SOURCE TEXT Start Marker

NOTHING INEVITABLE ABOUT IT. Roger Lowenstein's review of Jacob Hacker's The Great Risk Shift in this weekend's NY Times was a surprisingly myopic and -- in the old, populist sense -- elitist piece of writing. His review is hampered, to be sure, by fundamental misreadings of Hacker, but the most glaring deficiency is a blase, even bored attitude towards the woes and worries of those below him on the income ladder.
"To buttress [Hacker's] point," Lowenstein writes, "the author trots out a familiar-seeming list -- of people who burned through their savings to finance a medical expense, or who retired only to see their corporate pension plan go bust, or who lost a job that was once secure. But as predictable and, at times, whiny as his examples seem, Mr. Hacker does make a contribution to our understanding." But how predictable and whiny might such examples seem to the millions of Americans who watch a loved one die from cancer because they couldn't afford to take them to the doctor for early screening, or to Jim Horner, who lost his $900,000 of accumulated pension savings from twenty years of work when Worldcom went bust? Would he be comforted to know that the past few years have been "very good years as measured by the Dow Jones industrial average"?
More substantively, Lowenstein appears to have either not read the book or not understood it. There are legitimate critiques to make of Hacker -- I'll be making one this week in a forum we're doing -- but Lowenstein's charge that Hacker doesn't realize we're in a globalizing age is directly contradicted by the book. And his apparent belief that there's nothing the state can do to counteract those trends is belied by the evidence. Structural though some of the issues may be, nothing about them forces an increase in risk: Western Europe and Canada haven't let globalization deprive their citizens of health coverage, secure retirements, unions, or paid family leave. They've done what governments are supposed to do: surveyed the landscape, and legislated so as to protect their citizens from destabilizing forces.
The remarkable cycle that Hacker is pointing out is that, in an age when structural economic trends are pushing risk and insecurity onto individuals, Republicans have hastened the transfer, trying to push even more risk onto individuals through HSAs and privatization. Hacker, in contrast, is calling for some (so-to-speak) countercyclical policy-making that responds to rising risk with policies designed to combat it. Whiny and predictable, I know, but important nonetheless.

SOURCE TEXT End Marker
DATA EXCERPTS Start Marker

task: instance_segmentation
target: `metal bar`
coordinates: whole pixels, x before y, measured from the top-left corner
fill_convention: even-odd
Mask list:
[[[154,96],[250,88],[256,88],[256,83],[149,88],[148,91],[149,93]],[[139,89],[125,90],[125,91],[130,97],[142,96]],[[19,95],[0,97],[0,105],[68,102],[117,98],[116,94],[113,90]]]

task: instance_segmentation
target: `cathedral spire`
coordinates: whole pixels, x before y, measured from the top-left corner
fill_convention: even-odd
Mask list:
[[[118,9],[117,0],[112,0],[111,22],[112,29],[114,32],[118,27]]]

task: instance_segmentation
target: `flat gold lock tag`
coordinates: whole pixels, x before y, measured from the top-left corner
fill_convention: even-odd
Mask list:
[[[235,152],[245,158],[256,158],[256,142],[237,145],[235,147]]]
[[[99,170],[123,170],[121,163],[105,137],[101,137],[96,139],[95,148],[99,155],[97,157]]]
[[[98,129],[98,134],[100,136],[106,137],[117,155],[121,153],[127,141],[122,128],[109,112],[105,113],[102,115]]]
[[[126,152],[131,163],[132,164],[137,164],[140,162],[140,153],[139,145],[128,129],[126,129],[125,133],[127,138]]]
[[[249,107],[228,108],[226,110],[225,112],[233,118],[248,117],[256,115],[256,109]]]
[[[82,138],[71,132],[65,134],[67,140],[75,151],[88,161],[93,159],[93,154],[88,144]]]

DATA EXCERPTS End Marker
DATA EXCERPTS Start Marker

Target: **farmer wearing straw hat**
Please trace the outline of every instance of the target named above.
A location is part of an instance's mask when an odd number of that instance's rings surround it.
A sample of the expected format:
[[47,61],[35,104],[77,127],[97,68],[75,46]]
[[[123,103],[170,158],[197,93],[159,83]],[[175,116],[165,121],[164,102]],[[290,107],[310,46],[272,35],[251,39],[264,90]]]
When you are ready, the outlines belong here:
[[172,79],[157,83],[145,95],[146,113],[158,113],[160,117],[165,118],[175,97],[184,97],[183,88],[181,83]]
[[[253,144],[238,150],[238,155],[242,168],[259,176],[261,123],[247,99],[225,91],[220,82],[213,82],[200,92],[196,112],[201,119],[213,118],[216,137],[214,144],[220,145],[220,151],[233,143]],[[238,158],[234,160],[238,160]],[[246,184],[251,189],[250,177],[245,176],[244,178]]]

DATA EXCERPTS End Marker

- TASK DESCRIPTION -
Edit the commentary on the book review: rewrite the passage starting at "More substantively, Lowenstein" and ending at "from destabilizing forces.", with "legislated" changed to "acted".

- SOLUTION TO THIS PROBLEM -
More substantively, Lowenstein appears to have either not read the book or not understood it. There are legitimate critiques to make of Hacker -- I'll be making one this week in a forum we're doing -- but Lowenstein's charge that Hacker doesn't realize we're in a globalizing age is directly contradicted by the book. And his apparent belief that there's nothing the state can do to counteract those trends is belied by the evidence. Structural though some of the issues may be, nothing about them forces an increase in risk: Western Europe and Canada haven't let globalization deprive their citizens of health coverage, secure retirements, unions, or paid family leave. They've done what governments are supposed to do: surveyed the landscape, and acted so as to protect their citizens from destabilizing forces.